[Consigne] Recopiez l'extrait sur la métaphysique objectiviste en commençant à « Sa métaphysique énonce » et en terminant à « (rejet de l'idéalisme). », et remplacez partout « causalité » par « nécessité ».

[Extrait]
Sa métaphysique énonce qu'il existe un monde objectif extérieur à la conscience (toute conscience), à la fois nécessaire et strictement déterminé par les lois de la causalité. Les trois axiomes de la métaphysique objectiviste sont les suivants, dans l'ordre d'importance[1] :

  • axiome d'existence : quelque chose existe, qui est perceptible ;
  • axiome d'identité et de causalité : chaque chose est spécifique et agit selon sa nature ;
  • axiome de la conscience : les choses sont perçues par la conscience, ces perceptions reflètent la réalité ; la conscience ne précède pas l'existence (rejet de l'idéalisme).

Son épistémologie énonce que la connaissance humaine est à la fois axiomatique et expérimentale. Un axiome, dans ce contexte, est une connaissance vraie du monde à la fois évidente et irréfutable. Dire qu'un axiome est « évident » signifie que tout être humain le perçoit immédiatement, par l'expérience, à la fois par l'introspection et par l'observation extérieure.

Les principaux axiomes sont les lois aristotéliciennes de la logique: axiome de l'identité (une chose est elle-même) et axiome de non-contradiction. L'Objectivisme y ajoute: l'axiome de l'existence (« l'existence existe ») et de la conscience (« la conscience existe »).

Pour l'Objectivisme, les sens nous fournissent l'information sur ce qui existe, la conscience met en ordre et intègre cette information sous la forme hiérarchisée de concepts. La méthode sur laquelle se fonde la conscience est la logique.

[Documents fournis]
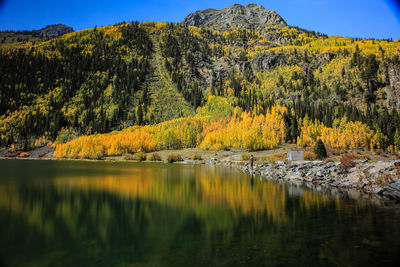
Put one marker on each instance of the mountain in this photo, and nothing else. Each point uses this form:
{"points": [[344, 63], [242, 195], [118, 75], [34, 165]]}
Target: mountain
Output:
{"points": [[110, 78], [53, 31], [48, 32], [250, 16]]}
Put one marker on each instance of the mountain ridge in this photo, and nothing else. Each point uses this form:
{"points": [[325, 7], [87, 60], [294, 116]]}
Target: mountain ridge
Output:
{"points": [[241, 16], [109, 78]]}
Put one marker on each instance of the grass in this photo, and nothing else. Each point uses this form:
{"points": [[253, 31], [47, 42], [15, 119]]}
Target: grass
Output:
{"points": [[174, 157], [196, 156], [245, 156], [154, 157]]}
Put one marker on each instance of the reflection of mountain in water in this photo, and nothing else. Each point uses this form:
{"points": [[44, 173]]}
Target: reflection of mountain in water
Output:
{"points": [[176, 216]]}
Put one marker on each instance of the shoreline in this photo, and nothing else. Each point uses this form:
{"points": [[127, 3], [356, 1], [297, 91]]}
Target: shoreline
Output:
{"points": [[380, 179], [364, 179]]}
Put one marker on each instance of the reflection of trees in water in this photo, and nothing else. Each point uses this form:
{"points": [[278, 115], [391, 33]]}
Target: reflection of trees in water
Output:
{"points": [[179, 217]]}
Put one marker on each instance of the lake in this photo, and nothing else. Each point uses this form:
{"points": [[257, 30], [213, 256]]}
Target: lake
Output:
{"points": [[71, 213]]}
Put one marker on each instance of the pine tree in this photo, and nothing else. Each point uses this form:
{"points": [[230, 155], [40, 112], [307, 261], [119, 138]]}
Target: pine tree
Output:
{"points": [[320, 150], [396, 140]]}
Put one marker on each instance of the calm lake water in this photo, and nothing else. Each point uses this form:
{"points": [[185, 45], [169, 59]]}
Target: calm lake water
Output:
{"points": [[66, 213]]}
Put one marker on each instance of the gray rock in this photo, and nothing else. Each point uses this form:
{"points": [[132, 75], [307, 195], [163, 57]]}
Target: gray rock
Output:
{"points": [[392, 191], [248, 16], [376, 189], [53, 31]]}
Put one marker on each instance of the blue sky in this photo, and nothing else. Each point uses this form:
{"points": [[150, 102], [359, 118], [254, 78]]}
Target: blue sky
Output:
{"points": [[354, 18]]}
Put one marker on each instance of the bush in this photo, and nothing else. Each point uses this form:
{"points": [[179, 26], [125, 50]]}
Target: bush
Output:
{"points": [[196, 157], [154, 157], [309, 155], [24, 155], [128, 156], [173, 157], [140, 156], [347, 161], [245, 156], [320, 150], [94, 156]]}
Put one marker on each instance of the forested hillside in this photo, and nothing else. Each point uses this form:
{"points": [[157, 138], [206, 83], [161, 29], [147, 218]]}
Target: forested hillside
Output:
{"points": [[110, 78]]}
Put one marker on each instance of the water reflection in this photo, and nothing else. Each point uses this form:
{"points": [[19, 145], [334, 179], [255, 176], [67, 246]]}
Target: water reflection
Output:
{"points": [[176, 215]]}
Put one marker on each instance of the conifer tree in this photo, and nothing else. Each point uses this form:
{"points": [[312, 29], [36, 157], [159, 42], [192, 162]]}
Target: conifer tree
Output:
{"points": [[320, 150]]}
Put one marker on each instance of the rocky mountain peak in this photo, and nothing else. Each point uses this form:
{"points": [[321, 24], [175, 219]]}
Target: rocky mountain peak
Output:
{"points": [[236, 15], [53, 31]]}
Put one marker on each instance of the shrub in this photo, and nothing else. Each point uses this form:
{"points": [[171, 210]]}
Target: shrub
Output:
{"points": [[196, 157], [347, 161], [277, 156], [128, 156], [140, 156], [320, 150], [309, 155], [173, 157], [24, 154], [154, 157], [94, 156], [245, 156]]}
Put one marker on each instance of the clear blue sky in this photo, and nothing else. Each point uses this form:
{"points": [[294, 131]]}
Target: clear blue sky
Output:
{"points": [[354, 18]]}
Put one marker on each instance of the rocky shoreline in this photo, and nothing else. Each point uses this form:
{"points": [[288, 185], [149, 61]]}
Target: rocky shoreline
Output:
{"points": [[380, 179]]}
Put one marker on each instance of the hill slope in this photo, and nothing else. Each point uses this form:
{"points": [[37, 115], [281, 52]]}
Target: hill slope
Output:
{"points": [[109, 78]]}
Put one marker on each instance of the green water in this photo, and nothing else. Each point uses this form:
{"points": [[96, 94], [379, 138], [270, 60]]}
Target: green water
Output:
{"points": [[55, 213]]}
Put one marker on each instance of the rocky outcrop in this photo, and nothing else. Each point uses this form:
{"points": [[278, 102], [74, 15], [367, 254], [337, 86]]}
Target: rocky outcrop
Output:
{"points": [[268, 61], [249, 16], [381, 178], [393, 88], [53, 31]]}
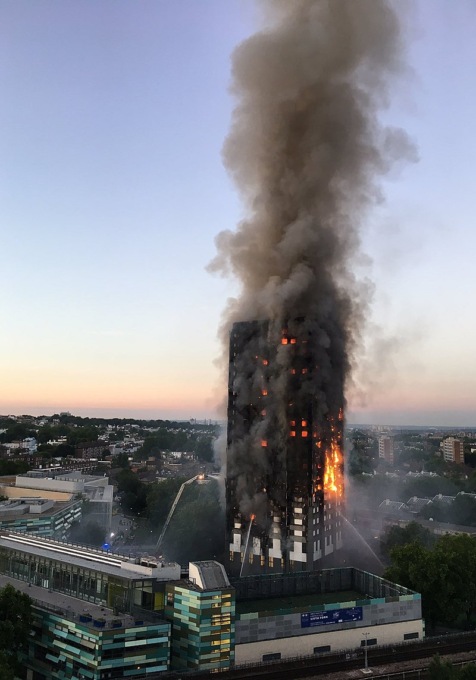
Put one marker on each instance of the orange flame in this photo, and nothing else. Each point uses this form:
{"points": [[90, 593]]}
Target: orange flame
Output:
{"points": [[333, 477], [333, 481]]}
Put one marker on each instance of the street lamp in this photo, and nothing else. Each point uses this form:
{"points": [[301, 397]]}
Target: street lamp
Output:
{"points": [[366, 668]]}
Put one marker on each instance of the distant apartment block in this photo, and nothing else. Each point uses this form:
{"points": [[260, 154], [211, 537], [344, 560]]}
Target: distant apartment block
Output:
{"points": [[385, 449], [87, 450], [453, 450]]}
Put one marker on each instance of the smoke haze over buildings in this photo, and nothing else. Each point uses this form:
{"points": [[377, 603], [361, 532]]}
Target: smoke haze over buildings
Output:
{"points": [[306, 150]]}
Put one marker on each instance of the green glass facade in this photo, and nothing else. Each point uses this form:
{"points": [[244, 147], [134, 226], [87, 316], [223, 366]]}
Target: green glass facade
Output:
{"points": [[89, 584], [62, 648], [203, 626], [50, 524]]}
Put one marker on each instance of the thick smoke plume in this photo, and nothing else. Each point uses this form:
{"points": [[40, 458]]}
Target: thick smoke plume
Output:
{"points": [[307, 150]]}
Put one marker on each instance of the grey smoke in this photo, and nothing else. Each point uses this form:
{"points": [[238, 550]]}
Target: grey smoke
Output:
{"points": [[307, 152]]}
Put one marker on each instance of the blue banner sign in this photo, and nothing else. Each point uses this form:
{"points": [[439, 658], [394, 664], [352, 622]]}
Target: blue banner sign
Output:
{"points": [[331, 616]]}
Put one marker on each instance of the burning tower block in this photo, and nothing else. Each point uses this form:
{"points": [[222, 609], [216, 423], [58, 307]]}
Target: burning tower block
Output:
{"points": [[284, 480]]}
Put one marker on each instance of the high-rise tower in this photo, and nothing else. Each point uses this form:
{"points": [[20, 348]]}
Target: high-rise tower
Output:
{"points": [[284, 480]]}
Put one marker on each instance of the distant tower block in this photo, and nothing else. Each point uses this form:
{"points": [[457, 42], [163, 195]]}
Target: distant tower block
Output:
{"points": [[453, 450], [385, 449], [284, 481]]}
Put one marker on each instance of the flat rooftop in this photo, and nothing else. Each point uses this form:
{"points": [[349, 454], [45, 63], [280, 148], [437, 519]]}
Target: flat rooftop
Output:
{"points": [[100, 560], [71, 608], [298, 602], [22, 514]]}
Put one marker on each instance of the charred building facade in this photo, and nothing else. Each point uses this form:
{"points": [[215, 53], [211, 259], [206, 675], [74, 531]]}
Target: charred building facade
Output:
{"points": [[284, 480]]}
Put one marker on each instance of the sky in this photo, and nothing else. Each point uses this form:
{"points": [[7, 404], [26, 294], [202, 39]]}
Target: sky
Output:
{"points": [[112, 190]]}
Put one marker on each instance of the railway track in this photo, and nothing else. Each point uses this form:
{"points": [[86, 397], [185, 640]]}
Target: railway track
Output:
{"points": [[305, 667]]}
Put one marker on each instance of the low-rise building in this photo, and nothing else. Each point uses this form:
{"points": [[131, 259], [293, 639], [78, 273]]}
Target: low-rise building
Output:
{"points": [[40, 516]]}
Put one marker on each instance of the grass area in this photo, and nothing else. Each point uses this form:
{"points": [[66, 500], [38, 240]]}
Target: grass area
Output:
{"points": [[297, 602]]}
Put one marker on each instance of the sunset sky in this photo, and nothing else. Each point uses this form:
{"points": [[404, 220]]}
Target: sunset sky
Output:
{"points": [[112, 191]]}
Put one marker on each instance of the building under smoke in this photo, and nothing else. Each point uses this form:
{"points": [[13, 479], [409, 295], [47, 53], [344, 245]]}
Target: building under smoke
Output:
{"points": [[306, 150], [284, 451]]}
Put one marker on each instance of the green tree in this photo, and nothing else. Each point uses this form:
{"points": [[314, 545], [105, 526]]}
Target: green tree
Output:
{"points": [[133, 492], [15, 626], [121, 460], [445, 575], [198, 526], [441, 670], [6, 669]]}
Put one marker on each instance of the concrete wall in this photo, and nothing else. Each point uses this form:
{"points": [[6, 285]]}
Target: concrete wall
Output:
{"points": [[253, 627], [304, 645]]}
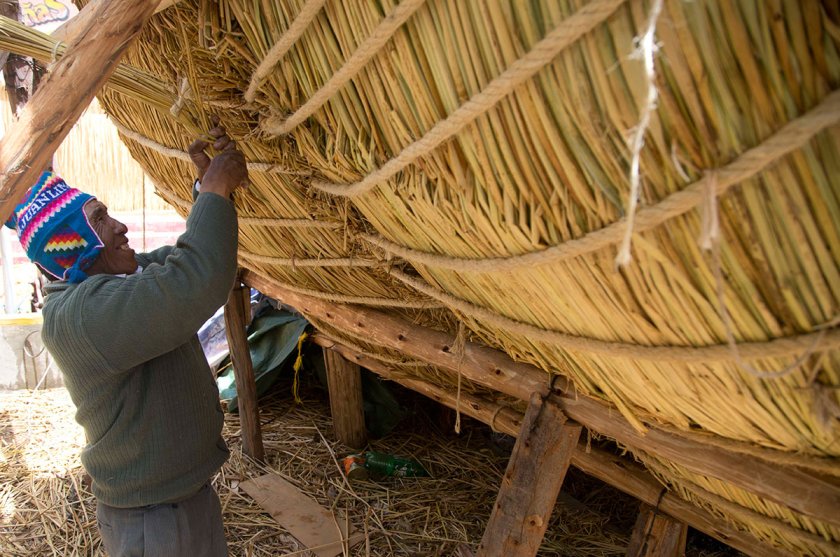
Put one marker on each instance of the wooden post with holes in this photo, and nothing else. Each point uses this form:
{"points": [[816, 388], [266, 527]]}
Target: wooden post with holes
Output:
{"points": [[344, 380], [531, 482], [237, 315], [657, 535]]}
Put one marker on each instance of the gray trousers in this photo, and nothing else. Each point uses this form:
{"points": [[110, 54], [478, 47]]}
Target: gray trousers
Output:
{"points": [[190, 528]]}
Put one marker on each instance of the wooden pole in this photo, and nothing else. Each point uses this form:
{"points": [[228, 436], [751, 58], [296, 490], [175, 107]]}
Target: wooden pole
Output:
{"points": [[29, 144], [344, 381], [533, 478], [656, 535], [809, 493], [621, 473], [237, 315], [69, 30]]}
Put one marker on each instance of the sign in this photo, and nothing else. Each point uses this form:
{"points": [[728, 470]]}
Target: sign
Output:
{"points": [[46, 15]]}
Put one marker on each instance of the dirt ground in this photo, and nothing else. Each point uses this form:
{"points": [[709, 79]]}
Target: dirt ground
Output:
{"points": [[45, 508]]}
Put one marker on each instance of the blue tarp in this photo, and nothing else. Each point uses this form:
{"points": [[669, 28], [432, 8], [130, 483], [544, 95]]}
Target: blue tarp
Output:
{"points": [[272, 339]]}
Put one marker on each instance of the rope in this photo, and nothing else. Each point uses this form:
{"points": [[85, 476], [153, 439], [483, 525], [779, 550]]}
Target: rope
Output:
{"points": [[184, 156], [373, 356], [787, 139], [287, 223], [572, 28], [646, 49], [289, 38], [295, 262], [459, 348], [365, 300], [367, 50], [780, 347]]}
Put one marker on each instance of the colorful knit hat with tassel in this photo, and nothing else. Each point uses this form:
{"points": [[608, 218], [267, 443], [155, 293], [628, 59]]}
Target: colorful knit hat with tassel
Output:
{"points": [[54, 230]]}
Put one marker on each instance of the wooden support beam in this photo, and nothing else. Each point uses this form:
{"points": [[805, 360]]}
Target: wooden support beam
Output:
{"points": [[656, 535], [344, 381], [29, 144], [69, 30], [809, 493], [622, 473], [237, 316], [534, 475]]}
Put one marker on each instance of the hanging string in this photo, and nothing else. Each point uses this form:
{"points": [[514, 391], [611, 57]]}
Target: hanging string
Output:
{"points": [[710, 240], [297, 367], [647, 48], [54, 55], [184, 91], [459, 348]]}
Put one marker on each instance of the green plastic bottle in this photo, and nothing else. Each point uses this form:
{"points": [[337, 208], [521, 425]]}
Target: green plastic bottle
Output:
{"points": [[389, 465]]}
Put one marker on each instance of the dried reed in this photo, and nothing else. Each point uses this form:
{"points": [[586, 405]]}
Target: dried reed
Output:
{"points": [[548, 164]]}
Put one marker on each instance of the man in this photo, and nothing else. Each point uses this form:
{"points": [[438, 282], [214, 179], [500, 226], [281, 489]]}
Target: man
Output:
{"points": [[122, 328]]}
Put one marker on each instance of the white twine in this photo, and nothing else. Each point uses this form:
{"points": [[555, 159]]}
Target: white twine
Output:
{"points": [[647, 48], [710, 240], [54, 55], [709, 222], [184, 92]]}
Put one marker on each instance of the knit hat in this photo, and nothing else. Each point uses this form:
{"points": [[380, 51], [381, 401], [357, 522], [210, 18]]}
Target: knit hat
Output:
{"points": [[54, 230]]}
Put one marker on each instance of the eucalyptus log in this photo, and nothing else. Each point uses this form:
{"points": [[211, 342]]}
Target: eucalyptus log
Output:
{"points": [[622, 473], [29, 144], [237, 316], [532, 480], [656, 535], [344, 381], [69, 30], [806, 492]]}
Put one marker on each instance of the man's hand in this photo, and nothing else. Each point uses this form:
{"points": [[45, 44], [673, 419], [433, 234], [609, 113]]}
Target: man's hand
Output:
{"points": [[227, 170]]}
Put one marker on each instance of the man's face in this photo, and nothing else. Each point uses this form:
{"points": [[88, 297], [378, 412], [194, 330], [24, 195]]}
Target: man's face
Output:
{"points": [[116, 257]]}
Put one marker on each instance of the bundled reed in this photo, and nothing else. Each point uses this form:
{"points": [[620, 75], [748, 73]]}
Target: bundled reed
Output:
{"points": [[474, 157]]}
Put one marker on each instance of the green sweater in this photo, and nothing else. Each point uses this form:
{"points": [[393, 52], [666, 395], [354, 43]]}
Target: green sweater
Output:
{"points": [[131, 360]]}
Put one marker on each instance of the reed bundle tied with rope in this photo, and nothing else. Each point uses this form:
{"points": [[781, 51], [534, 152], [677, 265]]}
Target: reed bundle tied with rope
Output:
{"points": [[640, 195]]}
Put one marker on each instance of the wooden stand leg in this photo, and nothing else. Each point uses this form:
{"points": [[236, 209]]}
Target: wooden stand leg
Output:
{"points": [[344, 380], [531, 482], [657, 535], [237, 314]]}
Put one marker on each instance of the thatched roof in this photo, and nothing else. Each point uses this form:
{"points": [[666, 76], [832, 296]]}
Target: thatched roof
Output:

[Corrigé]
Sa métaphysique énonce qu'il existe un monde objectif extérieur à la conscience (toute conscience), à la fois nécessaire et strictement déterminé par les lois de la nécessité. Les trois axiomes de la métaphysique objectiviste sont les suivants, dans l'ordre d'importance[1] :

  • axiome d'existence : quelque chose existe, qui est perceptible ;
  • axiome d'identité et de nécessité : chaque chose est spécifique et agit selon sa nature ;
  • axiome de la conscience : les choses sont perçues par la conscience, ces perceptions reflètent la réalité ; la conscience ne précède pas l'existence (rejet de l'idéalisme).